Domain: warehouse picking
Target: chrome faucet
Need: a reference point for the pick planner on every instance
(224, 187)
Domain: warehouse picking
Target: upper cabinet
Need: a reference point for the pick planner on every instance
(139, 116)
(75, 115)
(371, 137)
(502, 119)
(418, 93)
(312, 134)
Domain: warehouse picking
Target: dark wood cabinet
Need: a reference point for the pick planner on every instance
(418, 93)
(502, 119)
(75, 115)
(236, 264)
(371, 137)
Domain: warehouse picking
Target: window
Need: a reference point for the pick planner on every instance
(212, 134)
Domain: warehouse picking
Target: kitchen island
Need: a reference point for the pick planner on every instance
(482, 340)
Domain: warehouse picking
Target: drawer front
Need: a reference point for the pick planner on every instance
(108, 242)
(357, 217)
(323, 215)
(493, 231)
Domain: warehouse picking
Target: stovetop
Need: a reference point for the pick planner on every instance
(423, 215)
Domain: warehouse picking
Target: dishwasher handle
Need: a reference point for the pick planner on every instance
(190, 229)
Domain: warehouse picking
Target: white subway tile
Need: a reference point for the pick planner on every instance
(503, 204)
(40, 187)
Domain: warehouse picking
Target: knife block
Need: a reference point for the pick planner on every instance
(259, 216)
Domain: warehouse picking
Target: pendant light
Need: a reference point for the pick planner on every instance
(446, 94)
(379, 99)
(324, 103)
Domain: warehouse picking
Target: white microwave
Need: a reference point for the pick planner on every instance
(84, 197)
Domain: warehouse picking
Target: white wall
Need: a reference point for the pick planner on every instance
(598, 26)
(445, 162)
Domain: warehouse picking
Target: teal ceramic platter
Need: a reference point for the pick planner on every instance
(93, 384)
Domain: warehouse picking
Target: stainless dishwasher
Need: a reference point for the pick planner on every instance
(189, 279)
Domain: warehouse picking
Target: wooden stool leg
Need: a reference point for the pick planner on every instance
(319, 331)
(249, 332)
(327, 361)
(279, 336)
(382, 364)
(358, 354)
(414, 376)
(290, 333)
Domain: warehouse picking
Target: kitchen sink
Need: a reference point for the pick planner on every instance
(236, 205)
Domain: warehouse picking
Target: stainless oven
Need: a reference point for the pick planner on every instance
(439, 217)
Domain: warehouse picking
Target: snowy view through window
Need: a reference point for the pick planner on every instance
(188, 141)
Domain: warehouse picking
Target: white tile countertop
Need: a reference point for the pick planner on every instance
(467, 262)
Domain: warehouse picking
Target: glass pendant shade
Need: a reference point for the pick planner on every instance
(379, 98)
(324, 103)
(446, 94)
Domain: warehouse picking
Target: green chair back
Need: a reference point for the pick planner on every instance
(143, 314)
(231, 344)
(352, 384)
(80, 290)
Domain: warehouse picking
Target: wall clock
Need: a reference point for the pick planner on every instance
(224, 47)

****************************************

▶ _EXERCISE OBJECTIVE_
All of the lines above need to be given again exactly.

▶ _FINAL RESULT_
Domain: warehouse picking
Target: chrome faucet
Need: a reference point for the pick planner on every instance
(224, 187)
Domain: warehouse picking
Target: upper cabinet
Need: a reference point for the pick planner on every instance
(139, 116)
(75, 115)
(371, 137)
(502, 119)
(418, 93)
(312, 134)
Domain: warehouse picking
Target: dark wood cabinet
Need: a reference point for the pick planner on every instance
(418, 93)
(502, 119)
(75, 115)
(236, 264)
(371, 137)
Domain: warehouse picking
Target: window
Need: a reference point for the pick planner on every instance
(212, 134)
Domain: warehouse picking
Target: kitchen island
Need: a reference point for the pick planner on every instance
(482, 340)
Domain: warehouse picking
Target: drawer front
Need: a reference point for the pick planner on every instance
(108, 242)
(357, 217)
(323, 215)
(493, 231)
Domain: warehouse picking
Target: stovetop
Need: a reference point for the pick planner on every instance
(423, 215)
Domain: warehouse picking
Target: dishwasher handle
Need: a reference point for the pick planner on every instance
(190, 229)
Domain: warehouse picking
Target: white subway tile
Need: a reference point for the pick planner on every instance
(503, 204)
(40, 187)
Domain: warehouse picking
Target: knife block
Need: a reference point for the pick planner on every instance
(259, 216)
Domain: warehouse picking
Target: pendant light
Need: a reference point for the pick planner on every instance
(446, 94)
(379, 99)
(324, 103)
Domain: warehouse picking
Target: white microwave
Need: a reference point for the pick planner on every instance
(84, 197)
Domain: warehouse picking
Target: white wall
Need: a reference point for the pick planner on every instance
(598, 26)
(445, 162)
Domain: warehouse picking
Target: teal ceramic platter
Need: a reference point for the pick planner on every instance
(93, 384)
Domain: warehouse picking
Target: stainless dishwasher
Need: a reference point for the pick planner on every instance
(189, 279)
Domain: warehouse picking
Target: wooden stool leg
Need: a reference point for the pick planner on every instance
(319, 331)
(249, 332)
(327, 361)
(279, 336)
(382, 364)
(358, 354)
(414, 376)
(290, 333)
Domain: warehouse picking
Target: kitchen sink
Need: a reference point for the pick planner on every instance
(236, 205)
Domain: warehouse picking
Target: stainless oven
Need: a reference point for the pick planner on every instance
(439, 217)
Domain: warehouse picking
Target: snowy view through window
Need: a reference point for the pick planner on every instance
(188, 141)
Domain: warehouse picking
Target: white tile countertop
Need: a reference point for the pick planner on every instance
(467, 262)
Domain: warehouse picking
Target: glass pendant shade
Need: a reference point for the pick planner on every instance
(379, 98)
(324, 103)
(446, 94)
Domain: warehouse picking
Target: green chair back
Need: a reference point for the pick planner on every instance
(143, 314)
(231, 344)
(352, 384)
(80, 290)
Domain: warehouse picking
Target: wall clock
Need: a reference point for the pick planner on every instance
(224, 47)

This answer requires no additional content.